──────── SUPPLIED MATERIAL ────────

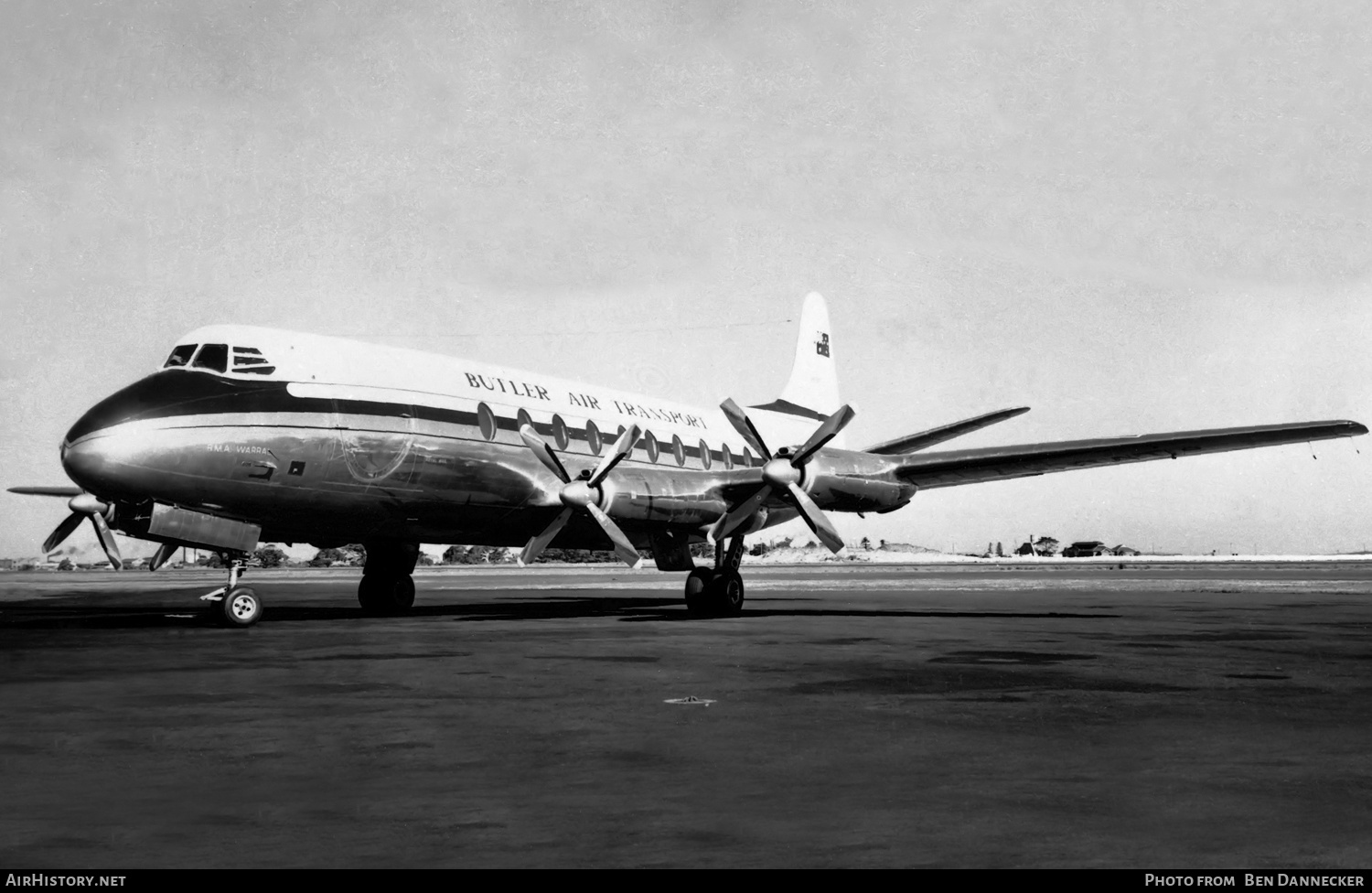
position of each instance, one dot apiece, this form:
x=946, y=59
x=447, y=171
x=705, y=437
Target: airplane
x=250, y=434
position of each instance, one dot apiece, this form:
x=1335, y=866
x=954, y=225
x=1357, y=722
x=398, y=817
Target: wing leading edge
x=916, y=442
x=969, y=467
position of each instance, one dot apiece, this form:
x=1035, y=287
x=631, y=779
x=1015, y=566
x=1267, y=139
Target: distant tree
x=326, y=557
x=576, y=555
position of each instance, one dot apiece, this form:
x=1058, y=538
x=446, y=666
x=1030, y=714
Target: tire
x=697, y=591
x=727, y=594
x=241, y=608
x=383, y=596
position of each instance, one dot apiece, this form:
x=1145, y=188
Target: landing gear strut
x=718, y=591
x=387, y=587
x=233, y=605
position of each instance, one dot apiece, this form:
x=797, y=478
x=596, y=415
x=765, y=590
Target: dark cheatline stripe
x=176, y=393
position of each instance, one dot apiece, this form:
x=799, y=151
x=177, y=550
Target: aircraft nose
x=84, y=462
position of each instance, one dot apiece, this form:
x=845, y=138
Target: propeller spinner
x=582, y=492
x=784, y=473
x=84, y=505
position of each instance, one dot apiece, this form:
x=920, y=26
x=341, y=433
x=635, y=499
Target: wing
x=969, y=467
x=916, y=442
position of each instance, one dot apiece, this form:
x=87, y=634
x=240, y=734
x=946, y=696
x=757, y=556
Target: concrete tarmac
x=987, y=715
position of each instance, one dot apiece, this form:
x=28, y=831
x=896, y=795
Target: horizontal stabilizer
x=47, y=491
x=970, y=467
x=916, y=442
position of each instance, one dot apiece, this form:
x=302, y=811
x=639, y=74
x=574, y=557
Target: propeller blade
x=543, y=453
x=161, y=555
x=47, y=491
x=815, y=519
x=537, y=544
x=823, y=434
x=622, y=448
x=623, y=547
x=62, y=533
x=112, y=549
x=744, y=425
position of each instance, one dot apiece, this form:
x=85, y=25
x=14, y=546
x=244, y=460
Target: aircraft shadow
x=47, y=616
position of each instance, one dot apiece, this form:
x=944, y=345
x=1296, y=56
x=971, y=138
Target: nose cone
x=85, y=464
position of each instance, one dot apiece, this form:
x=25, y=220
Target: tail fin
x=811, y=394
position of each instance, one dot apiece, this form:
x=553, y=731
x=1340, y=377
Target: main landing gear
x=718, y=591
x=387, y=587
x=233, y=605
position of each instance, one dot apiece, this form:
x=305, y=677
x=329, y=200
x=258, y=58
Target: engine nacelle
x=842, y=492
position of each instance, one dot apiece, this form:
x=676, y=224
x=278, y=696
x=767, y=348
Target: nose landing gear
x=387, y=587
x=718, y=591
x=233, y=605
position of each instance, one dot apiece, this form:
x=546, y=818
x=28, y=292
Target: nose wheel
x=235, y=605
x=718, y=591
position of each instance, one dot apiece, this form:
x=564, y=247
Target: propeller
x=784, y=472
x=84, y=505
x=582, y=492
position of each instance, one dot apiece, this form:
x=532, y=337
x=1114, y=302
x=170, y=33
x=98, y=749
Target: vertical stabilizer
x=811, y=394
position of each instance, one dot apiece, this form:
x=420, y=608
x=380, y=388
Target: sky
x=1130, y=217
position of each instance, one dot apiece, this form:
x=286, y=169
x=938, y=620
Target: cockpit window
x=250, y=361
x=180, y=356
x=213, y=357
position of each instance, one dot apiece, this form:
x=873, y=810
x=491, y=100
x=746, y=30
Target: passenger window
x=213, y=357
x=486, y=419
x=250, y=361
x=180, y=356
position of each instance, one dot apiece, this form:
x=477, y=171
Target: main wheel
x=241, y=608
x=697, y=590
x=386, y=594
x=727, y=594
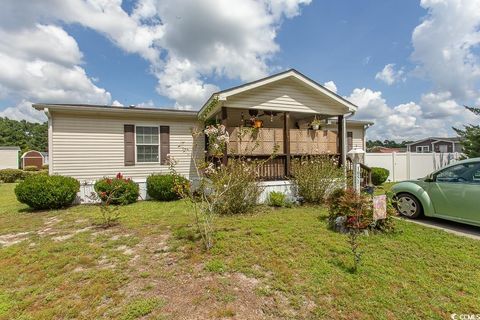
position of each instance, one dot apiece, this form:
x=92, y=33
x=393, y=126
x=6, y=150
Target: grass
x=280, y=263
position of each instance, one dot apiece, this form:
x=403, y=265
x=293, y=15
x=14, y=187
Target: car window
x=462, y=173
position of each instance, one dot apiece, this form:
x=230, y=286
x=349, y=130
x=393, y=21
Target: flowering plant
x=218, y=138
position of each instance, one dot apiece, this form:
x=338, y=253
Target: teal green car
x=451, y=193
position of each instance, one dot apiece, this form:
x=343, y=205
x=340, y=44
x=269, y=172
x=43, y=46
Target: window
x=422, y=149
x=349, y=140
x=147, y=144
x=462, y=173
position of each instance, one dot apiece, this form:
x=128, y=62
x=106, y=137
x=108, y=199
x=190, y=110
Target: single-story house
x=33, y=158
x=89, y=142
x=435, y=144
x=380, y=149
x=9, y=157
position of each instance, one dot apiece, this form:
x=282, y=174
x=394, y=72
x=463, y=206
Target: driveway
x=448, y=226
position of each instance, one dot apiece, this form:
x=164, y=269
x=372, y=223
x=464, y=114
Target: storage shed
x=9, y=157
x=33, y=158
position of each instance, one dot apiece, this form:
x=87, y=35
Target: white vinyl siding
x=91, y=147
x=422, y=149
x=286, y=95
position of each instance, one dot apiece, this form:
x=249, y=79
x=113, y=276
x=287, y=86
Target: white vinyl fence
x=408, y=165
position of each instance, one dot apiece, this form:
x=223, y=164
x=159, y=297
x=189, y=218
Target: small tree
x=470, y=136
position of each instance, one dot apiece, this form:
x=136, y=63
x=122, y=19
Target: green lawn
x=273, y=264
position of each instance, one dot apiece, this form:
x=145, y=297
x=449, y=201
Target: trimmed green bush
x=11, y=175
x=42, y=192
x=379, y=175
x=163, y=187
x=118, y=190
x=316, y=177
x=30, y=168
x=278, y=199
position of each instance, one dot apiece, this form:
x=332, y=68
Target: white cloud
x=42, y=64
x=444, y=45
x=184, y=41
x=208, y=38
x=439, y=105
x=409, y=121
x=330, y=85
x=24, y=111
x=389, y=75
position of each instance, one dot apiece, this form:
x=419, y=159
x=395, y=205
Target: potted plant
x=258, y=123
x=316, y=123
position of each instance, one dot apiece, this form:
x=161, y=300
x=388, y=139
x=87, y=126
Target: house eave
x=115, y=110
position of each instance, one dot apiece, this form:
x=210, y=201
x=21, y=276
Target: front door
x=456, y=192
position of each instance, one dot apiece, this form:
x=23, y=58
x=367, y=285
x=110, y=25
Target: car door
x=455, y=192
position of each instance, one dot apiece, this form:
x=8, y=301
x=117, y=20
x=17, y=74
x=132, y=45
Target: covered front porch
x=287, y=115
x=259, y=134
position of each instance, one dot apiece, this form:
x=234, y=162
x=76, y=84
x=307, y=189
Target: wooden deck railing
x=265, y=141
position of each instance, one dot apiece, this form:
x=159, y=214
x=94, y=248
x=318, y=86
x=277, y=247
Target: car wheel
x=408, y=206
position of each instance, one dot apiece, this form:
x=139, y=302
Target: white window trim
x=421, y=149
x=146, y=144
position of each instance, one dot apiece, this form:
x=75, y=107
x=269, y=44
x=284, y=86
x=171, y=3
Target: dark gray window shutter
x=129, y=144
x=164, y=144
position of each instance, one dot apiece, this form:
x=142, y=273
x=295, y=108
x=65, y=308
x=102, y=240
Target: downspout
x=344, y=138
x=50, y=141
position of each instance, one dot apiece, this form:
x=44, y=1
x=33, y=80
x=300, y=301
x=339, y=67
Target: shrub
x=30, y=168
x=11, y=175
x=42, y=192
x=164, y=187
x=379, y=175
x=356, y=211
x=278, y=199
x=316, y=177
x=233, y=188
x=118, y=190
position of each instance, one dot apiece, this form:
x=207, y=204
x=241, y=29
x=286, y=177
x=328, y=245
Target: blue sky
x=405, y=63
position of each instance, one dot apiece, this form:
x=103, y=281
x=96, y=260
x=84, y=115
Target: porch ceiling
x=288, y=91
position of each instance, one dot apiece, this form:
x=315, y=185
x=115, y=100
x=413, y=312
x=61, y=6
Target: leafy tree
x=470, y=136
x=26, y=135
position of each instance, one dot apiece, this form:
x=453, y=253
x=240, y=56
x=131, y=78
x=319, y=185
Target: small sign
x=379, y=207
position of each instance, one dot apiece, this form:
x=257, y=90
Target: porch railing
x=265, y=141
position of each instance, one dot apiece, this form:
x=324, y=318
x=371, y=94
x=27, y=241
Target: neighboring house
x=89, y=142
x=379, y=149
x=34, y=158
x=435, y=144
x=9, y=157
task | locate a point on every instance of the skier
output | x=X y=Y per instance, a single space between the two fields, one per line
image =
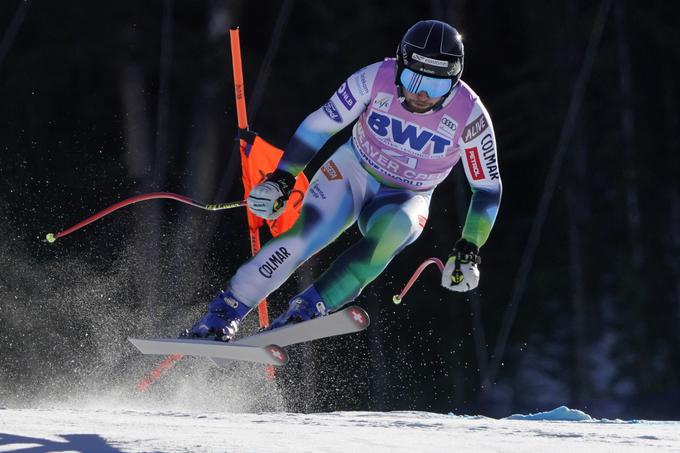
x=415 y=119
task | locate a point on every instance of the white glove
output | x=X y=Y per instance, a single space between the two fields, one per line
x=268 y=198
x=461 y=272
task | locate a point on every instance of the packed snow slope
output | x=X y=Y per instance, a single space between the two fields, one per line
x=109 y=430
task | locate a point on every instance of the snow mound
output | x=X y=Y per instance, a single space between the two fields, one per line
x=562 y=413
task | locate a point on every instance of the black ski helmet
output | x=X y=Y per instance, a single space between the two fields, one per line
x=431 y=48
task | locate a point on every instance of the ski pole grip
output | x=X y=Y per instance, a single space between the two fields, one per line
x=397 y=298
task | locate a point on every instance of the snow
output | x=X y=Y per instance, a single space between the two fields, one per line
x=123 y=430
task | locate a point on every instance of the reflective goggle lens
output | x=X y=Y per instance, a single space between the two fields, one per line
x=415 y=83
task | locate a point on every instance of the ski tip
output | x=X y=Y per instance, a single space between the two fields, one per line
x=277 y=353
x=358 y=316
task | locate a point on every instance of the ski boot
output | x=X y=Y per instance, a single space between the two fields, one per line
x=303 y=307
x=221 y=321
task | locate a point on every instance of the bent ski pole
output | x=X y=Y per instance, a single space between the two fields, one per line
x=51 y=237
x=398 y=297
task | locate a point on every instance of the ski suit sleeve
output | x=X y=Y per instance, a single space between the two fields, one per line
x=344 y=106
x=480 y=161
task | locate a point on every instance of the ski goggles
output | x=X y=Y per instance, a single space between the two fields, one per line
x=433 y=86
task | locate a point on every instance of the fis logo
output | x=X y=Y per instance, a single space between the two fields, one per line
x=346 y=96
x=416 y=138
x=448 y=126
x=383 y=101
x=331 y=111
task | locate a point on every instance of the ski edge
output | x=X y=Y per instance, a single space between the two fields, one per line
x=270 y=354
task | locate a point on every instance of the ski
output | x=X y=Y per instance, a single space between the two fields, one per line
x=348 y=320
x=269 y=353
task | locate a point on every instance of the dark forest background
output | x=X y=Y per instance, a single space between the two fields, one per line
x=579 y=301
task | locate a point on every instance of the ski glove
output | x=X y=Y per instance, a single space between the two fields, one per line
x=461 y=273
x=268 y=198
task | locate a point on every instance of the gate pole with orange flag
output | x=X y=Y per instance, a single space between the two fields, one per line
x=239 y=91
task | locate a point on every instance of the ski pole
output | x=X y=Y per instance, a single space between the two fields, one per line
x=51 y=237
x=398 y=297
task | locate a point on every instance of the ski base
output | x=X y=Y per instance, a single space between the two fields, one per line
x=270 y=354
x=348 y=320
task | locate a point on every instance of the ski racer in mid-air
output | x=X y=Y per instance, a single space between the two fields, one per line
x=416 y=120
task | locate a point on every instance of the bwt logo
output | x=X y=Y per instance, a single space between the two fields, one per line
x=398 y=132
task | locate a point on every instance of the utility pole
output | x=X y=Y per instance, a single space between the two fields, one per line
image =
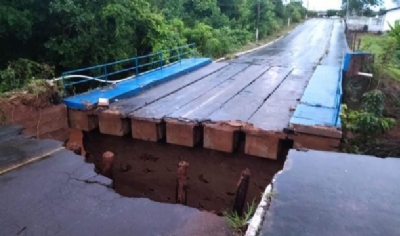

────────

Reproduce the lines of the entries above from the one with "x=132, y=45" to the one with "x=139, y=302", both included, exactly and without any other line.

x=132, y=45
Target: covered front porch
x=287, y=115
x=259, y=134
position of each instance, one dot apiece, this form:
x=234, y=162
x=76, y=84
x=307, y=189
Target: wooden deck railing
x=265, y=141
position of each instance, one dot apiece, this form:
x=159, y=214
x=94, y=248
x=318, y=86
x=277, y=247
Target: car wheel
x=408, y=206
position of each instance, one dot apiece, this form:
x=139, y=302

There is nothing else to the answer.